• **Aim**: Reproduce the lines below word for word, keeping every character unchanged.

Data drawn from a collection
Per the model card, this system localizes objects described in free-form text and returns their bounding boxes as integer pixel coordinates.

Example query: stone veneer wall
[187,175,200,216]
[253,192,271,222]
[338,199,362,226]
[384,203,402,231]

• **Correct response**:
Per the model card, this system localizes objects described in free-form text and returns their bounding boxes as integer pixel coordinates.

Example query: stone veneer wall
[187,175,200,216]
[253,192,271,222]
[338,199,362,226]
[384,203,402,231]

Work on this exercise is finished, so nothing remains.